_Tarefas propostas_:
A: Reescreva o trecho da fonte que vai de "Por fim, ainda" até "aos direitos humanos.", trocando "diplomacia formal" por "diplomacia oficial".
B: De acordo com a fonte, qual projeto integracionista da América do Sul foi desestruturado?

_Fonte_:

▼

Embora os chineses entendam bem o que se passa e sejam pacientes, o fato é que o desentendimento diplomático tem transformado a antiga parceria estratégica com o gigante asiático numa reles dependência econômica de tipo colonial. A parceria que poderia resultar em benefícios tecnológicos e industriais foi completamente anulada, para satisfação dos norte-americanos.

A caricata participação brasileira no Brics é prova desse transtorno político. Na América do Sul, a insistência em se apresentar como pau-mandado dos Estados Unidos tem criado situações desnecessariamente difíceis com os países vizinhos, que resultaram na desestruturação do projeto integracionista da Unasul e no debilitamento do Mercosul.

As provocações feitas à Venezuela, inclusive com ameaças de uso da força militar, e as constantes descortesias antidiplomáticas com a Argentina criam instabilidade na fronteira, em decorrência do apoio militar da Rússia e da China à Venezuela, e criam problemas econômicos com a Argentina, importante parceira comercial do Brasil. A arrogância e a incrível inabilidade política com que a diplomacia brasileira tem defendido o que considera de interesse nacional tem isolado o país nos foros multilaterais e o colocado como autêntico pária entre as nações.

A desastrosa política ambiental e a polêmica em torno dessa questão com o presidente da França Emmanuel Macron, junto com as injustificadas ofensas à sua esposa, longe de representarem qualquer êxito, colocaram o país definitivamente na berlinda, ameaçando as exportações do agronegócio. O mesmo comportamento diplomático assumido em relação a questões praticamente consensuais no concerto das nações, como respeito aos direitos das mulheres e respeito aos direitos das minorias, reforça essa posição de pária internacional, embora o chanceler tenha se pronunciado publicamente diante dos jovens diplomatas que se iniciam na carreira afirmando que essa condição lhe é indiferente.

Por fim, ainda não se sabe como as relações com os Estados Unidos irão evoluir quando o mandato de Biden começar. É de se crer que a política antichinesa seja mantida, pois deve ser do agrado de Biden. O problema de Bolsonaro é que a diplomacia formal dos EUA retomará seu protagonismo, voltando as subterrâneas instituições do Estado norte-americano para as sombras, ao mesmo tempo em que Biden terá que prestar satisfações à sua base política, especialmente aquelas voltadas para as temáticas relacionadas aos direitos humanos.

▲

_Dados armazenados_:

▼

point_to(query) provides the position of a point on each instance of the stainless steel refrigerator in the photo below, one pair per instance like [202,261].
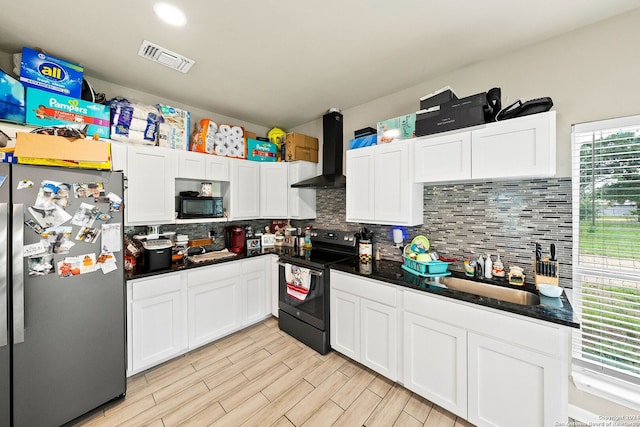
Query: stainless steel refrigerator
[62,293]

▲

_Respostas esperadas_:
A:
Por fim, ainda não se sabe como as relações com os Estados Unidos irão evoluir quando o mandato de Biden começar. É de se crer que a política antichinesa seja mantida, pois deve ser do agrado de Biden. O problema de Bolsonaro é que a diplomacia oficial dos EUA retomará seu protagonismo, voltando as subterrâneas instituições do Estado norte-americano para as sombras, ao mesmo tempo em que Biden terá que prestar satisfações à sua base política, especialmente aquelas voltadas para as temáticas relacionadas aos direitos humanos.

B: O projeto integracionista da Unasul.